::: SUPPLIED TEXT

BAKERSFIELD, Calif. (KERO) — Time and time again health officials have said widespread vaccinations are the key to reopening the country. In Kern County, only select groups can get vaccinated right now. But that's set to change.
Per Governor Gavin Newsom's mandate, only people in Phase 1-a and 1-b can get vaccinated. This includes health care workers, pharmacy staff, people 65 and older, and educators. But the state is now expanding to those age 16 and up with underlying medical conditions.
"A lot of these groups that are now eligible are likely based upon the data that is showing who is much more susceptible to this disease," explained Michelle Corson of Kern County Public Health.
The California Department of Public Health released new vaccine eligibility guidelines Friday, giving many Californians with underlying conditions, access to a shot. Those conditions specified include current cancer patients, chronic kidney disease or pulmonary disease, type 2 diabetes, solid organ transplant, pregnancy, sickle cell disease, heart conditions, severe obesity, and type 2 diabetes.
According to data released in February, about 33 percent of Kern County residents who died from COVID also had diabetes. About 37 percent of local deaths also had hypertension listed as an underlying condition, but hypertension is not included in the new guidelines.
Another group that will be eligible are people who live or work in what the state calls congregate residential settings.
"So that is those who are incarcerated, in detention facilities, homeless shelters, behavioral health facilities," said Corson.
Health officials said public transit workers, including airport workers for commercial airlines, will also be eligible.
Kern Public Health said the new eligibility guidelines put out Friday are exciting. So, was President Joe Biden's announcement on Thursday that he wanted all adults to be vaccine-eligible by May.
"All adult Americans will be eligible to get a vaccine no later than May 1," said President Biden in an address to the nation on Thursday night.
Corson said that's a feasible goal but only if the vaccine supply is ramped up.
"The only thing that's missing is vaccines. So, once that vaccine starts flowing, we feel strongly that kern county is ready and able to meet the need."
Corson also said Biden's goal of returning to some form of normalcy by the Fourth of July is feasible in Kern County. That's as long as the COVID metrics continue improving, and again if vaccine distribution continues to increase.

::::::
::: DATASET RECORDS

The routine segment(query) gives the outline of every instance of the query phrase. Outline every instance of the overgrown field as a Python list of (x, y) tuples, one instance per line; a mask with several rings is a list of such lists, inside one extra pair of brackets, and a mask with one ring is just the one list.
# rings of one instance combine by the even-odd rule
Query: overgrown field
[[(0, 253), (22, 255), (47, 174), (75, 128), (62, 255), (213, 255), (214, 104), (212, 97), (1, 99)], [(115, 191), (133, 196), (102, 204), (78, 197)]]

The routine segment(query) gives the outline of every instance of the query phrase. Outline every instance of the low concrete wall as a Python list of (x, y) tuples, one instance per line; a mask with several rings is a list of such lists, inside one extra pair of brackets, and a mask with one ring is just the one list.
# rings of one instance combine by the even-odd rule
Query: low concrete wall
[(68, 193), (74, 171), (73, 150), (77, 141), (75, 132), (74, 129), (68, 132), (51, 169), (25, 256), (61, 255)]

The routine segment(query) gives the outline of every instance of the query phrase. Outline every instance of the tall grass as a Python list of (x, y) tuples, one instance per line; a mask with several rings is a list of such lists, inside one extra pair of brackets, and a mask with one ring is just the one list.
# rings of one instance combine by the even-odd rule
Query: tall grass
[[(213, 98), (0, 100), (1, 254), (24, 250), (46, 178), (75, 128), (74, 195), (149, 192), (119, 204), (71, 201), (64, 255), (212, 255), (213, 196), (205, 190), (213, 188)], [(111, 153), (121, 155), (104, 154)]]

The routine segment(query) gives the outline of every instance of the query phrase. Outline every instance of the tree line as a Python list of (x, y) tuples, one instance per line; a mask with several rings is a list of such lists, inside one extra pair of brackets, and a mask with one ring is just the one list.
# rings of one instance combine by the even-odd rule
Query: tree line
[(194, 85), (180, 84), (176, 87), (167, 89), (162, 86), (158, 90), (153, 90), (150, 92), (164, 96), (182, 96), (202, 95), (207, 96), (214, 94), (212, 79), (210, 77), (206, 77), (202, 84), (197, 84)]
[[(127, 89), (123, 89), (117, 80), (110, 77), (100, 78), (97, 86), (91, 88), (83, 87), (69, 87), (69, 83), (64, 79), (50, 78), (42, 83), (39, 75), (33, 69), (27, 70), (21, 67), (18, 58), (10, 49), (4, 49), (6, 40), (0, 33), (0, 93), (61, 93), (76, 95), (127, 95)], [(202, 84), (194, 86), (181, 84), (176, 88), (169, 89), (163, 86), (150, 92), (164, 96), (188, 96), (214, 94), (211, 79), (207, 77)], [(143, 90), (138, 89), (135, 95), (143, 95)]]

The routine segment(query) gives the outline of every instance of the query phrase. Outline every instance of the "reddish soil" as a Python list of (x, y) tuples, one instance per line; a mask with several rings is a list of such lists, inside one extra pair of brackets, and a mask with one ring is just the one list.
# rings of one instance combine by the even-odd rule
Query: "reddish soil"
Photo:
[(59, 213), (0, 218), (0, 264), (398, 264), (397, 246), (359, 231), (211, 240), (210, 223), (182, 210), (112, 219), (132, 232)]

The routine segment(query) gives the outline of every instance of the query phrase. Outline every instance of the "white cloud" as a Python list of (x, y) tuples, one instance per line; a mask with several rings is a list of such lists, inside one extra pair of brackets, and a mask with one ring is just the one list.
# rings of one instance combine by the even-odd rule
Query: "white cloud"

::::::

WHAT IS EXPECTED:
Repeat the passage of the Kern County vaccine eligibility article from "Kern Public Health" to "vaccine-eligible by May." word for word.

ANSWER SECTION:
Kern Public Health said the new eligibility guidelines put out Friday are exciting. So, was President Joe Biden's announcement on Thursday that he wanted all adults to be vaccine-eligible by May.